Working data section start
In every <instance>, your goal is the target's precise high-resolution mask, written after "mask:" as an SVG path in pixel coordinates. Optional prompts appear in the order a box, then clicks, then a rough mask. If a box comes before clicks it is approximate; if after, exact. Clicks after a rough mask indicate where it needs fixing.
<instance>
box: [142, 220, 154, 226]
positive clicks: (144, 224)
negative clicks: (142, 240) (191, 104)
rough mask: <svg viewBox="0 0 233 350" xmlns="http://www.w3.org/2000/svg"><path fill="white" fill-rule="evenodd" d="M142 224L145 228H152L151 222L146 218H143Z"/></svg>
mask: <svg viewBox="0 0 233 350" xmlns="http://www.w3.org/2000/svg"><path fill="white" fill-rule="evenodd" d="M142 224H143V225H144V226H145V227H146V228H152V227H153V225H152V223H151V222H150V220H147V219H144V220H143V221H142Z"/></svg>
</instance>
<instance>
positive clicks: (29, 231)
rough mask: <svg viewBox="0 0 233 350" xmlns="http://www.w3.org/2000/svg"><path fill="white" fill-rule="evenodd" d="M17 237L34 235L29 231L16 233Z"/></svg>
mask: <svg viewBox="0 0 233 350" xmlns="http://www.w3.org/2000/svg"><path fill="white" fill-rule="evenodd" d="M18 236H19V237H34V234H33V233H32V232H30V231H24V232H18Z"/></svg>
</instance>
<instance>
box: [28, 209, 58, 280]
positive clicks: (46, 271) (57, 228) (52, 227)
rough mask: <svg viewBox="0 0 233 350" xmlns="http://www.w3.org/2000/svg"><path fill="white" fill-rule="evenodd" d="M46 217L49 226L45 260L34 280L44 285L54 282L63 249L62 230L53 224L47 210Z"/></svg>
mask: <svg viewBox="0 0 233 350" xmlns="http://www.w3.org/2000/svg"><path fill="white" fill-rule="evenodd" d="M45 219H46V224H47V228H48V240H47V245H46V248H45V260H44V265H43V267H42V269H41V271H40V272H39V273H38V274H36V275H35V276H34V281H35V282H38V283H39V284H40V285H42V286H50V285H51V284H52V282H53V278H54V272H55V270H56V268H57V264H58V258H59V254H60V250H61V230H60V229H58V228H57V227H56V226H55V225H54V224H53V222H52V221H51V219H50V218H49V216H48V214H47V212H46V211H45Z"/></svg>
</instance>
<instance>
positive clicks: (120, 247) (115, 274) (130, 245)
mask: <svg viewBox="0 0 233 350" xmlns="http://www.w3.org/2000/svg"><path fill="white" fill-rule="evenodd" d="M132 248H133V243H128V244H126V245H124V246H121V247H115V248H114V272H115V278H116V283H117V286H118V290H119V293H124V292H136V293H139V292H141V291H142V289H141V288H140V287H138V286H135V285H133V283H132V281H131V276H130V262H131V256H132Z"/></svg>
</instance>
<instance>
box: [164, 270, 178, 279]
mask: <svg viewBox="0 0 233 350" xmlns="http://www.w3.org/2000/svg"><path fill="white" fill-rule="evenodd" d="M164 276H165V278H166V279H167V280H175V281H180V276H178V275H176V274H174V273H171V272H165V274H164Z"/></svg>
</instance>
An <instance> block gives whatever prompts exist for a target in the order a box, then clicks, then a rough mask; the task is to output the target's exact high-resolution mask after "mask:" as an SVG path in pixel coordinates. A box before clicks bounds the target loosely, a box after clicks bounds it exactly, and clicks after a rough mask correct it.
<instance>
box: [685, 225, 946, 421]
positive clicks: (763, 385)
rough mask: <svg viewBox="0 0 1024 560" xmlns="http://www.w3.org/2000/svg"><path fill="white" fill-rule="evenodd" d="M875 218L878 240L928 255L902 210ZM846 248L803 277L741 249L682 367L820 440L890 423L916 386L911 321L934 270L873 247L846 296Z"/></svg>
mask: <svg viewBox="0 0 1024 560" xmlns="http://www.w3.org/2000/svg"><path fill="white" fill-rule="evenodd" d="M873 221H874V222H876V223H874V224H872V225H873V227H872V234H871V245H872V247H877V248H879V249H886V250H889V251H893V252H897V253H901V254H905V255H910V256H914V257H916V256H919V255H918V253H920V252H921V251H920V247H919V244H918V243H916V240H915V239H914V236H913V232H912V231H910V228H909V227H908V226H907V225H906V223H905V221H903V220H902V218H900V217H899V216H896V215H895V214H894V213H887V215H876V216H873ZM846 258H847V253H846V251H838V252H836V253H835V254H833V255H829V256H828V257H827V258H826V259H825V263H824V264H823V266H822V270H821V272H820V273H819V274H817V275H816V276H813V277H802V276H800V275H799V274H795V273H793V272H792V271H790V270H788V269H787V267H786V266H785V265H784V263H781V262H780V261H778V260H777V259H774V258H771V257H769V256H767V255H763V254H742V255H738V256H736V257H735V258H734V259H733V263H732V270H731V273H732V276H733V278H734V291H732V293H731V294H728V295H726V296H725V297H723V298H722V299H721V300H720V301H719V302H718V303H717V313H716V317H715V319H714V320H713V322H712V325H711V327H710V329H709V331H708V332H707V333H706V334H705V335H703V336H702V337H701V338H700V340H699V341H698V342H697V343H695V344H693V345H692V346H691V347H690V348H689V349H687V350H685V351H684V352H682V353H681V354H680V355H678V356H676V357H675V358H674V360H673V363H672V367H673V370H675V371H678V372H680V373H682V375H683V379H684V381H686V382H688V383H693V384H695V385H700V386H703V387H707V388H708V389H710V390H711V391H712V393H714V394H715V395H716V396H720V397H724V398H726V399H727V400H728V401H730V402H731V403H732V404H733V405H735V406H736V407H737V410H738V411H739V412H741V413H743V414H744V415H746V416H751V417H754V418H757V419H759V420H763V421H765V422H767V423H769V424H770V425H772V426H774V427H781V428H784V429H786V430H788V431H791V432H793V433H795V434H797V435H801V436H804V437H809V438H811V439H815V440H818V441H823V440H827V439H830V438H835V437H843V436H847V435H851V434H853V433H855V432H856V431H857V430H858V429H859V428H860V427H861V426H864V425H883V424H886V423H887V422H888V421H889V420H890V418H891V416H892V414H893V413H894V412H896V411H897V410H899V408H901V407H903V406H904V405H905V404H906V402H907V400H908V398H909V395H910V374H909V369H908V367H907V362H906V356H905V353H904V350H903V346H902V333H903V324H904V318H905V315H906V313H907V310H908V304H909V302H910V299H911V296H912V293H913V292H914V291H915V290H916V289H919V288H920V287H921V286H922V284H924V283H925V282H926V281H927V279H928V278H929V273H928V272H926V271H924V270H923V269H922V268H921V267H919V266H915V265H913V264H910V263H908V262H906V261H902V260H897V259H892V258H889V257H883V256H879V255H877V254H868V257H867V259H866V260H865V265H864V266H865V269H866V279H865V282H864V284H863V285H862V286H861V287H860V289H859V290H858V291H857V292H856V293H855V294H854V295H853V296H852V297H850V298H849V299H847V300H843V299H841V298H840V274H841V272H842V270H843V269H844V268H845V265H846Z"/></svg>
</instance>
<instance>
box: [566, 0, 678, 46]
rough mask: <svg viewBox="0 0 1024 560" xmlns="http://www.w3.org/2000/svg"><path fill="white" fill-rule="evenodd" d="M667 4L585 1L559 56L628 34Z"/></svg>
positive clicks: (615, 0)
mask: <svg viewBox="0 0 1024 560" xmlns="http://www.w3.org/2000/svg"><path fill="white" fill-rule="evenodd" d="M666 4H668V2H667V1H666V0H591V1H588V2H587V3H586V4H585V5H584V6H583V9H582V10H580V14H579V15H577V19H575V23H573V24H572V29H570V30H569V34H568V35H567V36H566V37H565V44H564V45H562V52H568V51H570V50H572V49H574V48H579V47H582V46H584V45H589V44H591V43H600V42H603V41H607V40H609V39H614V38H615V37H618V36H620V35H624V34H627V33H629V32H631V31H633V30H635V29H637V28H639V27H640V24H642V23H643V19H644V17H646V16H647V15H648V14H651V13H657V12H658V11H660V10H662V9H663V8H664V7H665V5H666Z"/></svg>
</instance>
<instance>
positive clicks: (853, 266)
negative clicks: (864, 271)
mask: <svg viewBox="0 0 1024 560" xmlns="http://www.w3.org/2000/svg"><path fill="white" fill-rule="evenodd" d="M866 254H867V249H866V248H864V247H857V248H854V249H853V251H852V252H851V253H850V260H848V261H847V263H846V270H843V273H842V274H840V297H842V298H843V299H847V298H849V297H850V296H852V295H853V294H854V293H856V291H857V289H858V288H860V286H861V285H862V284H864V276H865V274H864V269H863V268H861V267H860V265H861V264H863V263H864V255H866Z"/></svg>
Working data section end
Task description: Copy the material exactly, from its first line through the line containing "negative clicks: (142, 240) (191, 104)", and include that line.

Response to the exercise:
In every <instance>, your goal is the target's precise high-resolution mask, written after "mask:" as an SVG path in pixel coordinates. Optional prompts appear in the order a box, then clicks, then a rough mask. If a box comes before clicks it is approximate; if after, exact. Clicks after a rough mask indicate where it needs fixing.
<instance>
box: [142, 220, 154, 226]
positive clicks: (144, 224)
negative clicks: (142, 240) (191, 104)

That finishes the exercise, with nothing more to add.